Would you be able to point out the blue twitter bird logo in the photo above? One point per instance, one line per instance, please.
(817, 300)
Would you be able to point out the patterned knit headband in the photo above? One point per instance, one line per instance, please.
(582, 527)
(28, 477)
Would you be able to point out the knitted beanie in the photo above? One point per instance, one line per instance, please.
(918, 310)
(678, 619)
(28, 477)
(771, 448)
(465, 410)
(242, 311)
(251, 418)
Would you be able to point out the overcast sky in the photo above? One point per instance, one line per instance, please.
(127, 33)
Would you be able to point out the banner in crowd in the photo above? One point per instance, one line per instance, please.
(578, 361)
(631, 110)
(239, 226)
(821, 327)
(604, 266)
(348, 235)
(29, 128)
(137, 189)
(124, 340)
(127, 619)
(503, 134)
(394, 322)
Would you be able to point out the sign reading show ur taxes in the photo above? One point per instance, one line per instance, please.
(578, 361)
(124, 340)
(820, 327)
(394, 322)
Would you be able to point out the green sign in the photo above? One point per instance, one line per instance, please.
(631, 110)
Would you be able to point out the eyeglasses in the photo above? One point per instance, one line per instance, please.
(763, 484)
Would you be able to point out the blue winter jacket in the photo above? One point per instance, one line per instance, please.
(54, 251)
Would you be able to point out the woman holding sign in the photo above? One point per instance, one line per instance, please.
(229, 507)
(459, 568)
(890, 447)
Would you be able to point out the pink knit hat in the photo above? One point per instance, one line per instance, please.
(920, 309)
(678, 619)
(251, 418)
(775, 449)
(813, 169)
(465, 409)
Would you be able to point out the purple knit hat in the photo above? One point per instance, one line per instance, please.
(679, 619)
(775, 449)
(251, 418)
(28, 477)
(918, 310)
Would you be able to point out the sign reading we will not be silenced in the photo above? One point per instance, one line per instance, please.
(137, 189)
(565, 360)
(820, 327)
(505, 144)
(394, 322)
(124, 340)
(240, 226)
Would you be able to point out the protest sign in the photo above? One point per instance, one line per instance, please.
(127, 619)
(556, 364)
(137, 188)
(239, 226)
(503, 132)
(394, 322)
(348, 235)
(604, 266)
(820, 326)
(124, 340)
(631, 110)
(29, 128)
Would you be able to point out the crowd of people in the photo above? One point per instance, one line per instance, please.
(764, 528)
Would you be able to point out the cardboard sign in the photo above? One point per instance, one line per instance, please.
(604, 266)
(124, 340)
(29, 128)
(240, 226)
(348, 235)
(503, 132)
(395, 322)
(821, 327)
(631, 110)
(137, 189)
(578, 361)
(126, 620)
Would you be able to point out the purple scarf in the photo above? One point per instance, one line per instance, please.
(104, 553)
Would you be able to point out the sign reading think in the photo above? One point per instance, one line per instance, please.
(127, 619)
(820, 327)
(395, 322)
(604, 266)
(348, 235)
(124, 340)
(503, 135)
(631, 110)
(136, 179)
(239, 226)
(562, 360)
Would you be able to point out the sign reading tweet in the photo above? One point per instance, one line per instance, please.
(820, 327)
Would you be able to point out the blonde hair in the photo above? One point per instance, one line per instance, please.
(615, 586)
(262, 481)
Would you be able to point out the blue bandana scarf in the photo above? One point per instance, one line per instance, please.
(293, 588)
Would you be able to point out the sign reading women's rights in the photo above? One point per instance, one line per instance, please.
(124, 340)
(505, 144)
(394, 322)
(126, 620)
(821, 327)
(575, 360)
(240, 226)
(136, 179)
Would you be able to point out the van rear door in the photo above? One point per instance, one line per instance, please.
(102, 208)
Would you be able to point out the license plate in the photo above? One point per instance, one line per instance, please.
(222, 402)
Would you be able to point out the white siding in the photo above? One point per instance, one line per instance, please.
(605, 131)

=-=-=

Copy all of the items above word for word, keeping every line in its original order.

Would you be able to point out the blue twitter bird logo in the photo above? One point per instance, one line per instance, please.
(817, 300)
Would you be able to point out the patterned knit headband in the photo above? One point per instance, one line per instance, please.
(582, 527)
(28, 477)
Would you be able to point out the knitted beanie in the photo above? One point per instance, one line per instance, please.
(918, 310)
(678, 619)
(28, 477)
(771, 448)
(465, 410)
(242, 311)
(251, 418)
Would you be able to point out the overcast sky in the photo above? One point per instance, one line per instance, please.
(127, 33)
Would you be able to point out the banner in crowd in the photo above? One point per instance, one line per instance, please.
(578, 361)
(631, 110)
(239, 226)
(821, 327)
(604, 266)
(348, 235)
(29, 128)
(137, 189)
(124, 340)
(127, 619)
(503, 134)
(394, 322)
Would you be able to point out the sign reading show ur taxes in the photo above? One point per instance, one line per instance, please.
(578, 361)
(124, 340)
(820, 327)
(394, 322)
Would you be able to point out the green sign in the photo above? One point per instance, one line per instance, please.
(631, 110)
Would you be able to point out the eyeglasses in the photo above? One point per instance, one line per instance, please.
(763, 484)
Would you be able to point out the blue winter jacket in the photo above? One point per instance, one line per instance, please.
(54, 251)
Would you be able to point out the woman holding sign in the photo above? One point per instance, one line per instance, please.
(229, 507)
(459, 568)
(890, 447)
Would you be able to point out the pink knit hat in the photo above? One point per instance, one line per instance, please.
(920, 309)
(678, 619)
(251, 418)
(775, 449)
(813, 169)
(465, 409)
Would you be able to point out the purple knit hat in the photo above? One point per instance, one line per instance, please.
(679, 619)
(775, 449)
(251, 418)
(28, 477)
(918, 310)
Would you be able to point out the sign reading we will not be silenced in the photo above? One point per instance, one line per instance, please.
(137, 189)
(565, 360)
(820, 327)
(505, 144)
(394, 322)
(124, 340)
(240, 226)
Would you be able to point out the protest sign in the photo above? One point per instance, one line per instance, please.
(127, 619)
(556, 364)
(137, 188)
(239, 226)
(503, 132)
(394, 322)
(348, 235)
(604, 266)
(820, 326)
(124, 340)
(631, 110)
(29, 128)
Would you be able to point out the crowd of people in the photo above? One point per instance, one line per instance, please.
(764, 528)
Would you be able to point out the cardboard sign in the photo above? One point per instance, one line per instance, please.
(604, 266)
(124, 340)
(29, 128)
(240, 226)
(348, 235)
(503, 132)
(395, 322)
(821, 327)
(631, 110)
(137, 189)
(578, 361)
(126, 620)
Would you be able to point out the purple scarf in the photo above? One point per instance, one line per instance, please.
(104, 553)
Would you be able to point out the sign reading think in the photo above? One point per instance, one line per instance, please.
(127, 619)
(820, 327)
(395, 322)
(604, 266)
(348, 235)
(124, 340)
(503, 135)
(631, 110)
(136, 179)
(239, 226)
(562, 360)
Would you be able to point out the sign reading tweet in the photo above? One point per instance, one line per instance, please.
(820, 327)
Would you be able to point out the blonde hair in the photo above? One point per instance, one line per instance, please.
(615, 586)
(262, 481)
Would you be able to point out the blue bandana scarf in the photo above? One point per instance, one line per instance, please.
(293, 588)
Would you be able to point out the sign reading women's rights in the photo above? One point per instance, one line per instance, please.
(124, 340)
(505, 144)
(394, 322)
(126, 620)
(821, 327)
(575, 360)
(240, 226)
(136, 179)
Would you be able to point out the van rear door in the photo above? One point per instance, one line per instance, please.
(102, 208)
Would you be able to point out the license plate in the photo above? One point per instance, one line per instance, please.
(222, 402)
Would you be able to point out the white siding in the photo above? One point per instance, one line per instance, please.
(605, 131)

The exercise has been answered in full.